▶ [Quoted passage]
-- begin --

Change your mind and keep it changed.

Do not talk about the negative thing or act as if it were there. Act your part as though the new condition were already in being in the outer. If you will do this, the new condition will presently appear in the outer, because the outer is always but the projection or outpicturing of the inner.

We project our own belief and call it experience, and this gives us the clue to the difference between a true action and a false or unreal action.

What is true action? A true action is one that really changes things, that gets you somewhere. A false action does not. For example, if your car has traction it is moving. That is a true action, and you will presently reach your destination; but if it does not have traction there will be movement, vibration, but you will not get anywhere. You are wearing out the engine and perhaps the tires, but you do not get anywhere. The same thing happens when a soldier is "marking time" as we say. He is tiring himself and wearing out his shoes but not getting anywhere. These are examples of false action.

Suppose you have a difficult letter to write or a sermon or a lecture to prepare. Suppose you sit in front of a sheet of paper and draw curlicues or cut the pencil to pieces or tear your hair. These would be false actions, and many people do just that. Such actions get you nowhere. To decide what you are going to say, to start a current of thought and then write it down, is true action. You will note that the difference is that in the false action you begin from the outside. You had not prepared your thoughts. You tried to begin by writing. With the true action you got your thoughts in order first and then the writing or outer activity followed. A false action means deadlock; a true action is always fruitful.

-- end --

▶ [Recorded data]
-- begin --

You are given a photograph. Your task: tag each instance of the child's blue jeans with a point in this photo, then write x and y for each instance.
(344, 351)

-- end --

▶ [To-do list]
a: According to the passage on true and false action, what does a false action always mean?
b: Carry the passage on true and false action forward, starting after its final sentence.

▶ [The replies]
a: Deadlock.

b:
True activity is always from within outward. False activity tries to work from without inward. One is centrifugal and the other centripetal, if you want to be technical. If you are working from within out, your work is alive and will be productive. If you are working from outside inward, your work is dead, and it will have a bad effect on you.

Artists and literary people speak of "potboilers." You know what a potboiler is. It is a picture that you paint or a story that you write, not because you are interested but just to keep the monetary returns coming in. It is never good, because it is not the result of inspiration. It is done from the outside and is a false action. It is a common saying among writers that three potboilers will kill any talent; and that is true. The proper way to paint a picture is to see beauty somewhere, in a landscape or in a beautiful face, or wherever you please. You thrill to that beauty, and then you go to the canvas and express your inspiration there. That is art, and that is true action. It inspires other people and it helps and develops you yourself.

If you write a story or a novel because you have observed life, because you have seen certain things happen and studied certain people, and write it all down because you are alive with it, that is a true action and you write a great book. Dickens, George Eliot, Balzac, and all the great authors wrote in that way. But if you say, "I will do fifteen hundred words a day and give my publishers the 'mixture as before' and that will secure my income," your work will be dead. And this policy will kill any talent that you may have.

If you are in business and you are interested in your job and love it, your work is a positive action and must ultimately bring you success. Even if the work is uncongenial but nevertheless you say, "This is my job for the moment; I am going to do it as well as I can, and then something better will open up," you are working from within outward. Your work is a positive action, and before long something really congenial will come to you.

Most people know that these things are true. They know that they are true for pictures and stories and business life, but they do not realize that they are equally true for the things of the soul. Yet such is the case. If you pray and meditate from the outside just because you think it is a duty or because you will feel guilty if you do not, your prayers will be dead. You will get no demonstration and make no spiritual progress, and you will get no joy. But if you feel that when you are praying and meditating you are visiting with God, and that these moments are the happiest in the twenty-four hours, then you are working from within outward. Your spiritual growth will be fruitful, and you will grow very rapidly in spiritual understanding. When you pray in this way there is no strain and your soul is filled with peace.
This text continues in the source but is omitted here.